読解文:
***
進行性鼻壊疽(読み)しんこうせいびえそ

日本大百科全書(ニッポニカ) 「進行性鼻壊疽」の意味・わかりやすい解説

進行性鼻壊疽
しんこうせいびえそ

進行性壊疽性鼻炎ともいう。ヨーロッパでは壊疽性肉芽腫(にくがしゅ)、アメリカでは悪性正中肉芽腫ともよばれている。壊疽性肉芽腫性病変が主として鼻腔(びくう)からおこり、これに隣接する骨を冒し、眼窩(がんか)、口腔、咽頭(いんとう)にも病変が進行する。高熱を伴い、呼吸器や泌尿器の障害を併発する予後のよくない疾患の総称である。かつては一つの独立疾患と考えられていたが、そのなかにはよく似た症状を呈するいくつかの異なった疾患、すなわち悪性リンパ腫、ウェゲナーWegener肉芽腫、悪性肉芽腫などが含まれていることが、現在ではわかっている。
***
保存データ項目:
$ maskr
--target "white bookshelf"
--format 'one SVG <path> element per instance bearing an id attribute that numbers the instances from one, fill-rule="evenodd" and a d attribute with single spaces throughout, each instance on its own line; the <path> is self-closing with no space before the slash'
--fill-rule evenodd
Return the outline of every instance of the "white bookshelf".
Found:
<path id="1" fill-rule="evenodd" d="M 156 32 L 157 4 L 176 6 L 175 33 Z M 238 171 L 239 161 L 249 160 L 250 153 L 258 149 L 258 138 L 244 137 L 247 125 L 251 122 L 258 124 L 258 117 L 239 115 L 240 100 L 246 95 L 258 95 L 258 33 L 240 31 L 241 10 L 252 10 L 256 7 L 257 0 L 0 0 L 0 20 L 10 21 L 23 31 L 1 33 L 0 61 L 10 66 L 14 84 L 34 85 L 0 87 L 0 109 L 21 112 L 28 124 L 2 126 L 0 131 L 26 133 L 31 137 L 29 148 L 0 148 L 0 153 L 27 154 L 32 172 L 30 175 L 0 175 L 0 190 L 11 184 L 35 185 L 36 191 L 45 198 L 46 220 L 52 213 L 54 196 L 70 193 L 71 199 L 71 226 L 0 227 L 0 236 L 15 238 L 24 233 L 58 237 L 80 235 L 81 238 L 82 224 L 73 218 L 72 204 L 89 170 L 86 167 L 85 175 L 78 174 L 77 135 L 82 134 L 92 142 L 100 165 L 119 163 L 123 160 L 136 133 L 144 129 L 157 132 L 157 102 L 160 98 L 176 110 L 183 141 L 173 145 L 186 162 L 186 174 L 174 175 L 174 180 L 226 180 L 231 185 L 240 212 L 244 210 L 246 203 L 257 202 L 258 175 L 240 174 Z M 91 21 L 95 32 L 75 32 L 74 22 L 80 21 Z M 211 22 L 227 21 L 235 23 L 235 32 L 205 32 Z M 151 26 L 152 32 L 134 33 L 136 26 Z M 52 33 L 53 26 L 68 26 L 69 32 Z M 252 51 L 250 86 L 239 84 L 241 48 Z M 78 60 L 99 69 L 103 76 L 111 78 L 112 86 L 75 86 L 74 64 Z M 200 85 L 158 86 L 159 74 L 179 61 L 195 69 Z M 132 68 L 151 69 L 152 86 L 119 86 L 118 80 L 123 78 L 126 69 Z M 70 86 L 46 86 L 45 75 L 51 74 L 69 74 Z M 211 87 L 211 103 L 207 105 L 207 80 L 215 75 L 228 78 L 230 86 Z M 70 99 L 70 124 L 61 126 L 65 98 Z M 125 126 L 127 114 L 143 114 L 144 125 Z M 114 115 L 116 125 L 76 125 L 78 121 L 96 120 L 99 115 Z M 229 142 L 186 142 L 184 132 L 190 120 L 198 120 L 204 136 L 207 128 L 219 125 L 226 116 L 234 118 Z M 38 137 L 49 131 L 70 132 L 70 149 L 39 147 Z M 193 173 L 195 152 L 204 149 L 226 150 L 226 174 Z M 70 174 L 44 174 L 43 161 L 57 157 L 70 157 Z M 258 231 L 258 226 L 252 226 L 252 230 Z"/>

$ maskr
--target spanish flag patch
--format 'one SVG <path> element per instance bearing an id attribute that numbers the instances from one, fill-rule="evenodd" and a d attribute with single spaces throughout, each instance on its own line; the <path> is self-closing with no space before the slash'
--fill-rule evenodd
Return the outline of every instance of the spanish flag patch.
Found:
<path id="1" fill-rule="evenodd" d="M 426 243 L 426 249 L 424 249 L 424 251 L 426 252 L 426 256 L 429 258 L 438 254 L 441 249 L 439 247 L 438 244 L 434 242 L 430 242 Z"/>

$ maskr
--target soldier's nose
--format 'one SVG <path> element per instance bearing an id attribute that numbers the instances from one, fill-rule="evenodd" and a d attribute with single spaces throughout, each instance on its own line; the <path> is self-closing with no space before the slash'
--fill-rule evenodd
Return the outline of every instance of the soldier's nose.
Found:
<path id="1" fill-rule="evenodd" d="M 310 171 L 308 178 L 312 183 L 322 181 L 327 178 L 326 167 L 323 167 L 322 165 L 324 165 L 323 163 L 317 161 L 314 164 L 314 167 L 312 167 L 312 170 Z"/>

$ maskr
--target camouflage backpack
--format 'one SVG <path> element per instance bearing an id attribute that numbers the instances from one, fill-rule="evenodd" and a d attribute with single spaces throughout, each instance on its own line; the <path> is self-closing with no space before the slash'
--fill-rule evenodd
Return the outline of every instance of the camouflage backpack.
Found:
***
問題 A: 進行性鼻壊疽の解説によると、この疾患はアメリカでは何とよばれているか。
問題 B: 進行性鼻壊疽の解説から、「進行性鼻壊疽(読み)しんこうせいびえそ」から「とが、現在ではわかっている。」までを一字も変えずに書き写してください。

解答 A: 悪性正中肉芽腫

解答 B:
進行性鼻壊疽(読み)しんこうせいびえそ

日本大百科全書(ニッポニカ) 「進行性鼻壊疽」の意味・わかりやすい解説

進行性鼻壊疽
しんこうせいびえそ

進行性壊疽性鼻炎ともいう。ヨーロッパでは壊疽性肉芽腫(にくがしゅ)、アメリカでは悪性正中肉芽腫ともよばれている。壊疽性肉芽腫性病変が主として鼻腔(びくう)からおこり、これに隣接する骨を冒し、眼窩(がんか)、口腔、咽頭(いんとう)にも病変が進行する。高熱を伴い、呼吸器や泌尿器の障害を併発する予後のよくない疾患の総称である。かつては一つの独立疾患と考えられていたが、そのなかにはよく似た症状を呈するいくつかの異なった疾患、すなわち悪性リンパ腫、ウェゲナーWegener肉芽腫、悪性肉芽腫などが含まれていることが、現在ではわかっている。